Ваши задания:
1. Изложите содержание писем в двух предложениях.
2. Что, согласно письмам, давно готово для Оли?
3. Процитируйте из писем всё, начиная с «Итак, мы ждем» и заканчивая «тебя, ответь поскорее.».

Текст для чтения:
════════

Дорогая тетя Ася! Что же Вы не гоните Оли в Москву? Если в ее академической судьбе не приключилось какой-нибудь отрадной новости, которая ее привязывает к городу, то ей давно следовало бы быть здесь. Перед ее поездкой взгляните здраво и объективно на то, чего ей в первую голову хочется добиться, и логика, чутье и знанье жизни подскажут вам, как ей следует ехать. Являться, например, без работы или сведений о ней – значит продешевлять или ронять себя. Но ведь разговаривать с Вами разумно – значит быть заподозренным в холоде или измене. Ну, Бог вам судья. По счастью, Оле достаточно приехать сюда как и с чем угодно.
Итак, мы ждем ее. Комната ей давно готова. Крепко Вас обнимаю.
Ваш Боря.Крепко целую тетю Асю. Олечка, приезжайте поскорее. Женя.
Пастернак – Фрейденберг
Москва, 11.Х.<19>24
Дорогая Олечка!
Что же это все значит? Здоровы ли ты и тетя? Прошу тебя, ответь поскорее.

════════

Исходные материалы:

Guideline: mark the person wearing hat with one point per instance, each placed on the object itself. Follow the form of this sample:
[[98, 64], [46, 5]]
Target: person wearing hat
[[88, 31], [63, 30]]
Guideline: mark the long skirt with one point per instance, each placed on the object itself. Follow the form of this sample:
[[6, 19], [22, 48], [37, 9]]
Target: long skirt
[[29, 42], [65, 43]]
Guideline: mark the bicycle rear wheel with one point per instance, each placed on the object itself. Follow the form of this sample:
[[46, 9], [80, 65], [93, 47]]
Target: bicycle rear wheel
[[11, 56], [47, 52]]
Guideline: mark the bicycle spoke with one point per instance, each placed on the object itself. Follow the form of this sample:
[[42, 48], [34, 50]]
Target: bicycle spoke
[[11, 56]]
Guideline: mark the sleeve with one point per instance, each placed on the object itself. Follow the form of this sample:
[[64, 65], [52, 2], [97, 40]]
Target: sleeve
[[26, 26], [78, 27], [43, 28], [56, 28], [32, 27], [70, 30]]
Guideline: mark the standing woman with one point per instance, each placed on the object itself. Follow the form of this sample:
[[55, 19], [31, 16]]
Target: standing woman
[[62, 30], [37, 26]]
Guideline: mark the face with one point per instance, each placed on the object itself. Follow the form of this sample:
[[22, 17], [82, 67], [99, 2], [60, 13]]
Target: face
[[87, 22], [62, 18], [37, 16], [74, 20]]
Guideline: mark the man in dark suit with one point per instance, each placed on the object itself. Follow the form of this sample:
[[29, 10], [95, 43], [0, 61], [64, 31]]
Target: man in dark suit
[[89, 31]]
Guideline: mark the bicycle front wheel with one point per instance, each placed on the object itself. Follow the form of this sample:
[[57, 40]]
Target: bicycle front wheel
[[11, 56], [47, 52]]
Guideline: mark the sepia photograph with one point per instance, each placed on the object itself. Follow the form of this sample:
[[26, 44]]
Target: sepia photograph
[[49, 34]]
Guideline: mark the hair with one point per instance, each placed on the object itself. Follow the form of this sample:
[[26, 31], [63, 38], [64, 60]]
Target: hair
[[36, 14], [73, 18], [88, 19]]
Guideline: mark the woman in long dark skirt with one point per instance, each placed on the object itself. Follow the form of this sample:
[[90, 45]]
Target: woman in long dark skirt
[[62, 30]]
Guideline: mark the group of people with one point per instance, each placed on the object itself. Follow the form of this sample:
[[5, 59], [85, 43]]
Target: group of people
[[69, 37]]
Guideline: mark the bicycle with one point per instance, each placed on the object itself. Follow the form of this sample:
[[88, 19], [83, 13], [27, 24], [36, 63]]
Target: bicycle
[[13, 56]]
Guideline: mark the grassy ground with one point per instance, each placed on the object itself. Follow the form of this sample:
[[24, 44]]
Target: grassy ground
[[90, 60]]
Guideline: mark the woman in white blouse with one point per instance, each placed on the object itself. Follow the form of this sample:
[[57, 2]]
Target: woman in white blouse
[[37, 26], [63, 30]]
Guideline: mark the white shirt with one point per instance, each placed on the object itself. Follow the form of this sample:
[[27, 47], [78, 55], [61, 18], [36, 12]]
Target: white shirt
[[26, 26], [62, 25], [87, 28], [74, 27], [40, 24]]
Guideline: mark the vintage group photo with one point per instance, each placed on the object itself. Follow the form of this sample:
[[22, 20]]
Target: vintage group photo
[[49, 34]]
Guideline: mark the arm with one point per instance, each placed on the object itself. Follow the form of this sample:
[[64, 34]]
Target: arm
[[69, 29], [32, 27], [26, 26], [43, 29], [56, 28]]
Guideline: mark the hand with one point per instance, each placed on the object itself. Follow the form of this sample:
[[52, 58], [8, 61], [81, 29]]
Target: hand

════════

Ответы по порядку:
1. Автор спрашивает тетю Асю, почему она не отправляет Олю в Москву, советует здраво обдумать, чего Оля хочет добиться поездкой, и замечает, что Оле, по счастью, достаточно приехать как и с чем угодно: ее ждут, и комната для нее давно готова. В следующем письме он спрашивает Олечку, здоровы ли она и тетя, и просит поскорее ответить.

2. Комната.

3.
Итак, мы ждем ее. Комната ей давно готова. Крепко Вас обнимаю.
Ваш Боря.Крепко целую тетю Асю. Олечка, приезжайте поскорее. Женя.
Пастернак – Фрейденберг
Москва, 11.Х.<19>24
Дорогая Олечка!
Что же это все значит? Здоровы ли ты и тетя? Прошу тебя, ответь поскорее.